**Exercise description:** For each line below, return an exact copy.

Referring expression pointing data
>>>>
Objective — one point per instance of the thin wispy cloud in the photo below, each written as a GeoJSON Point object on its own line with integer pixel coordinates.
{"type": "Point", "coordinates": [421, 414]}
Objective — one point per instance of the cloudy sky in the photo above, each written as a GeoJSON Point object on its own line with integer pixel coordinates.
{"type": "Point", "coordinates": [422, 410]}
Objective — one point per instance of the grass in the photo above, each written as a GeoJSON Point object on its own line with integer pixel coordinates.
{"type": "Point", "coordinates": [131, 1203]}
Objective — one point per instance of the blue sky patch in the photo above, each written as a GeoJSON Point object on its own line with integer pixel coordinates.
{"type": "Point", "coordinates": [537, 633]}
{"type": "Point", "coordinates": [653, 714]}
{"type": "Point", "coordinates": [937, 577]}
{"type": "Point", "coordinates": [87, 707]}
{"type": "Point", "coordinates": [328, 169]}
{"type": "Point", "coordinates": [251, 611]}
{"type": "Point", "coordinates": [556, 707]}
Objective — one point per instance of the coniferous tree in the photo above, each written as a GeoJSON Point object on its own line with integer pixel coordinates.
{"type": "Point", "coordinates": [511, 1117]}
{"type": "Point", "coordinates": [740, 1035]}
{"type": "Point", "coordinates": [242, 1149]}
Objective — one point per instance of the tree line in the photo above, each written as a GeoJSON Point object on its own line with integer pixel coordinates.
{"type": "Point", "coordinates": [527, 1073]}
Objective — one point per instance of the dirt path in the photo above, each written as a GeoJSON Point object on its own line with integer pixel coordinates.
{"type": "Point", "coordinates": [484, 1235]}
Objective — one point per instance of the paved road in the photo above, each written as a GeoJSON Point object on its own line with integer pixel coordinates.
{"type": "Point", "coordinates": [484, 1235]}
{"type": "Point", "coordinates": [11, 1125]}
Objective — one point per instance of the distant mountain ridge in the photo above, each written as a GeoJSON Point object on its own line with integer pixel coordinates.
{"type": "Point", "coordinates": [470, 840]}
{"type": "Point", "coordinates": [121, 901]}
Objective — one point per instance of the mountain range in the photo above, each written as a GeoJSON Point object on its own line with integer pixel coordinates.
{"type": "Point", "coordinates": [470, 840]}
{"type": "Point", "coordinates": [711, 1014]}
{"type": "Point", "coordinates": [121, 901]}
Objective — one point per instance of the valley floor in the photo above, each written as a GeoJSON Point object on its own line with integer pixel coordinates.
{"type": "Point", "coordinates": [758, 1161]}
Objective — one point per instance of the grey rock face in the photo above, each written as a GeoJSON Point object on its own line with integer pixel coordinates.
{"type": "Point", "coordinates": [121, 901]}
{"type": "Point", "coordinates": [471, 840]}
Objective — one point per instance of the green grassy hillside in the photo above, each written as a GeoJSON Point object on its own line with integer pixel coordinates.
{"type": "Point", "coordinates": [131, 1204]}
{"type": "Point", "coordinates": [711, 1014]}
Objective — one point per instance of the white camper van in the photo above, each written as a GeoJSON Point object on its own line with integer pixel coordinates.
<<<<
**Response area:**
Objective — one point per instance of the thin wispy cloud in the photo below, each written as a GeoJSON Point object on its own line with integer pixel coordinates.
{"type": "Point", "coordinates": [421, 414]}
Objective — one point per instance of the cloudy sky in the photo above, each written as a GeoJSON Point object on its own line with integer pixel coordinates.
{"type": "Point", "coordinates": [422, 410]}
Objective — one point per instance of the grass in the photo above, each written as a GeoJSON Point object on its own line with integer pixel coordinates.
{"type": "Point", "coordinates": [131, 1203]}
Objective — one point per instance of the blue sky patch in the photo above, each written as a GeoJSON Point object on its own line with integer pixel coordinates.
{"type": "Point", "coordinates": [537, 633]}
{"type": "Point", "coordinates": [653, 714]}
{"type": "Point", "coordinates": [937, 577]}
{"type": "Point", "coordinates": [87, 707]}
{"type": "Point", "coordinates": [328, 169]}
{"type": "Point", "coordinates": [251, 611]}
{"type": "Point", "coordinates": [556, 707]}
Objective — one point per instance of the coniferous tree in the photo above, each written as a GeoJSON Point object on its own line with integer pixel coordinates.
{"type": "Point", "coordinates": [511, 1117]}
{"type": "Point", "coordinates": [740, 1035]}
{"type": "Point", "coordinates": [242, 1149]}
Objective — one point per instance of the tree line in the photo above, each written as a GeoJSON Point object on its own line with integer pixel coordinates.
{"type": "Point", "coordinates": [527, 1073]}
Objective — one point per instance of the dirt path in the photo above, each written as a GeoJSON Point object on its own line with integer pixel coordinates.
{"type": "Point", "coordinates": [484, 1235]}
Objective — one point per instance of the paved road in the photo above, each written as a GeoJSON Point object on its own line with integer pixel coordinates.
{"type": "Point", "coordinates": [484, 1235]}
{"type": "Point", "coordinates": [11, 1125]}
Objective — one point per instance of the distant mountain ridge in the photo above, each written as a GeoJSON Point object on its own line with integer pixel coordinates.
{"type": "Point", "coordinates": [470, 840]}
{"type": "Point", "coordinates": [121, 901]}
Objective — one point per instance of the mountain range in the photo above, each written as a GeoJSON Point object on its own line with integer pixel coordinates.
{"type": "Point", "coordinates": [470, 840]}
{"type": "Point", "coordinates": [711, 1014]}
{"type": "Point", "coordinates": [121, 901]}
Objective — one point per instance of the valley floor in the photo above, each written as a GeoJSON Point object on its own line with integer pixel coordinates.
{"type": "Point", "coordinates": [758, 1161]}
Objective — one point per instance of the grey rock face in the photo above, each written as a GeoJSON Point object on its own line with integer pixel coordinates.
{"type": "Point", "coordinates": [121, 901]}
{"type": "Point", "coordinates": [471, 840]}
Objective — one point per instance of the green grassy hillside in the photo above, each written as a GeoJSON Point object on its own line with integer pixel coordinates.
{"type": "Point", "coordinates": [131, 1204]}
{"type": "Point", "coordinates": [711, 1014]}
Objective — one point per instance of the white camper van in the photo above, each written as a GeoJSON Point object on its own line with integer pixel coordinates.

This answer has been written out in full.